This story was written by Keith Dawson for the Industry Standard's Media Grok email newsletter. It is archived here for informational purposes only because The Standard's site is no more. This material is Copyright 1999-2001 by Standard Media.

FTC to Toysmart: Define 'Never'
Jul 11 2000 12:00 AM PDT

Toysmart says that when it said it would never disclose customer data, it meant 'unless someone wants to buy it.'

What part of "never" don't you understand? That's the question embodied in the lawsuit the Federal Trade Commission filed Monday against toy retailer Toysmart, which filed for bankruptcy protection early last month. The company is trying to sell its customer records to the highest bidder, despite the promise in its privacy policy (audited and approved by privacy watchdog TRUSTe) that it would never do so. The Wall Street Journal's Glenn R. Simpson broke the story in Monday's edition, and Tuesday virtually everyone covered it.

Simpson's Journal story Monday introduced most of the main elements detailed in Tuesday's wider coverage; today's Journal ran just four paragraphs to follow up.

-- -- --

*Challenge 1*: Express the listing, from its first line up to and including the line with "[125,102,277,175]", as a JSON list of strings, one string per line, with blank lines left out.
The article and the listing after it come from unrelated sources.

*Data supplied*:
-- -- --

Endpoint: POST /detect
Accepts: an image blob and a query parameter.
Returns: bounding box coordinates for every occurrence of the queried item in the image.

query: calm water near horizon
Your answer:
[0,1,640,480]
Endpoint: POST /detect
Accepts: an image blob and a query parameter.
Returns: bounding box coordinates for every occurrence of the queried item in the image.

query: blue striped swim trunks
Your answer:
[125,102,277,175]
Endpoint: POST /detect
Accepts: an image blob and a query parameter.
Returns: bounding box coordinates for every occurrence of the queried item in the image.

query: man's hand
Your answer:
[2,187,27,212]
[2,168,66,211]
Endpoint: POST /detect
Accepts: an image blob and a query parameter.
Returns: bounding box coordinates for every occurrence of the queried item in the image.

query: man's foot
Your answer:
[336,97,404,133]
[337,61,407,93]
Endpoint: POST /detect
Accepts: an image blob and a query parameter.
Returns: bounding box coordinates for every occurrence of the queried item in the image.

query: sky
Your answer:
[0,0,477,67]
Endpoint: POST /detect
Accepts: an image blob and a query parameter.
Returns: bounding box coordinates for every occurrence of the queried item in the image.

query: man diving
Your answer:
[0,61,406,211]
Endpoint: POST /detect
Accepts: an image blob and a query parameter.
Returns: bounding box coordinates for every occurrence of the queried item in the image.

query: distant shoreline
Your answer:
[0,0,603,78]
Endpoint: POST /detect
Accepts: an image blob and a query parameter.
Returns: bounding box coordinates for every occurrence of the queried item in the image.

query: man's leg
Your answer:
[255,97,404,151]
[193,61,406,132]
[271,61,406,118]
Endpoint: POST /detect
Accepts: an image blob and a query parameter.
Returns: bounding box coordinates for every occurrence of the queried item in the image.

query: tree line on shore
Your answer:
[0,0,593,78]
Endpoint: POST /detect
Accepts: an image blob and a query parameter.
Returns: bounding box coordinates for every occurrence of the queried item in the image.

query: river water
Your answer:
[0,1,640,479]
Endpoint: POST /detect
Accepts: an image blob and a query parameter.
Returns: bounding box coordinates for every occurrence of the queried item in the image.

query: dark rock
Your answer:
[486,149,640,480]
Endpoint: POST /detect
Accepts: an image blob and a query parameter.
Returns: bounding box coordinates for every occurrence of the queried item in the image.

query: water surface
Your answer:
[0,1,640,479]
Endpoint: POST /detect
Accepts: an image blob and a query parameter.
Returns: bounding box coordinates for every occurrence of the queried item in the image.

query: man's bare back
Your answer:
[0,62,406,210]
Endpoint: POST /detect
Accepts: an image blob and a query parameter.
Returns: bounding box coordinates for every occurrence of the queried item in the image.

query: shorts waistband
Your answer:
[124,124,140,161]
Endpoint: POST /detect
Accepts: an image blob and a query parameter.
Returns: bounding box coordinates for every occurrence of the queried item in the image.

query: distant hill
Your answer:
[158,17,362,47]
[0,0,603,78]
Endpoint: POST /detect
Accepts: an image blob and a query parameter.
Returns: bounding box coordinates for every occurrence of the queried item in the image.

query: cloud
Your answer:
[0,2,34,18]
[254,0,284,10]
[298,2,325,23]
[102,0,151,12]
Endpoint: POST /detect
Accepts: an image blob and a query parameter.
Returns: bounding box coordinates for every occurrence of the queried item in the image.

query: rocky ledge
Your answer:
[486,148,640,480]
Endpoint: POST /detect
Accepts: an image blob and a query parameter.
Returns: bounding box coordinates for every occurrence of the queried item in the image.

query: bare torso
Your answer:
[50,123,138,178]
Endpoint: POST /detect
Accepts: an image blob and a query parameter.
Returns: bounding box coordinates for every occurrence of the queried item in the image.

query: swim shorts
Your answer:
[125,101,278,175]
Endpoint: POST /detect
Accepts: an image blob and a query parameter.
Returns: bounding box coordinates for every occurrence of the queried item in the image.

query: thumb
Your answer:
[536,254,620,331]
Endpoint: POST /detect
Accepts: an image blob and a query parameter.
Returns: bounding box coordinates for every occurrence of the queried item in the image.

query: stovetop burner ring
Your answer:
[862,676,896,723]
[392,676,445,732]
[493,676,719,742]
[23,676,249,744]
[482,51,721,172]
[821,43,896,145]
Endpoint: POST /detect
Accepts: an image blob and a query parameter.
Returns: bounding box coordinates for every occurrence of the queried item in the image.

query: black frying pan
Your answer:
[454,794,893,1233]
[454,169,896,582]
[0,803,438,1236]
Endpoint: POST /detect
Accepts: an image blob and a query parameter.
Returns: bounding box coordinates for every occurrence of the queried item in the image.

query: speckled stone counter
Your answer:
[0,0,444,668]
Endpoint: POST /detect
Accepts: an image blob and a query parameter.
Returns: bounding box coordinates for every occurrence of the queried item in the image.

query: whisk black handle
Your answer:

-- -- --

*Challenge 2*: In the Toysmart article, update the passage from "Toysmart says that" up to and including "to follow up." by putting "client" wherever "customer" appears, and give the passage back.

*Task result 1*:
[
  "Endpoint: POST /detect",
  "Accepts: an image blob and a query parameter.",
  "Returns: bounding box coordinates for every occurrence of the queried item in the image.",
  "query: calm water near horizon",
  "Your answer:",
  "[0,1,640,480]",
  "Endpoint: POST /detect",
  "Accepts: an image blob and a query parameter.",
  "Returns: bounding box coordinates for every occurrence of the queried item in the image.",
  "query: blue striped swim trunks",
  "Your answer:",
  "[125,102,277,175]"
]

*Task result 2*:
Toysmart says that when it said it would never disclose client data, it meant 'unless someone wants to buy it.'

What part of "never" don't you understand? That's the question embodied in the lawsuit the Federal Trade Commission filed Monday against toy retailer Toysmart, which filed for bankruptcy protection early last month. The company is trying to sell its client records to the highest bidder, despite the promise in its privacy policy (audited and approved by privacy watchdog TRUSTe) that it would never do so. The Wall Street Journal's Glenn R. Simpson broke the story in Monday's edition, and Tuesday virtually everyone covered it.

Simpson's Journal story Monday introduced most of the main elements detailed in Tuesday's wider coverage; today's Journal ran just four paragraphs to follow up.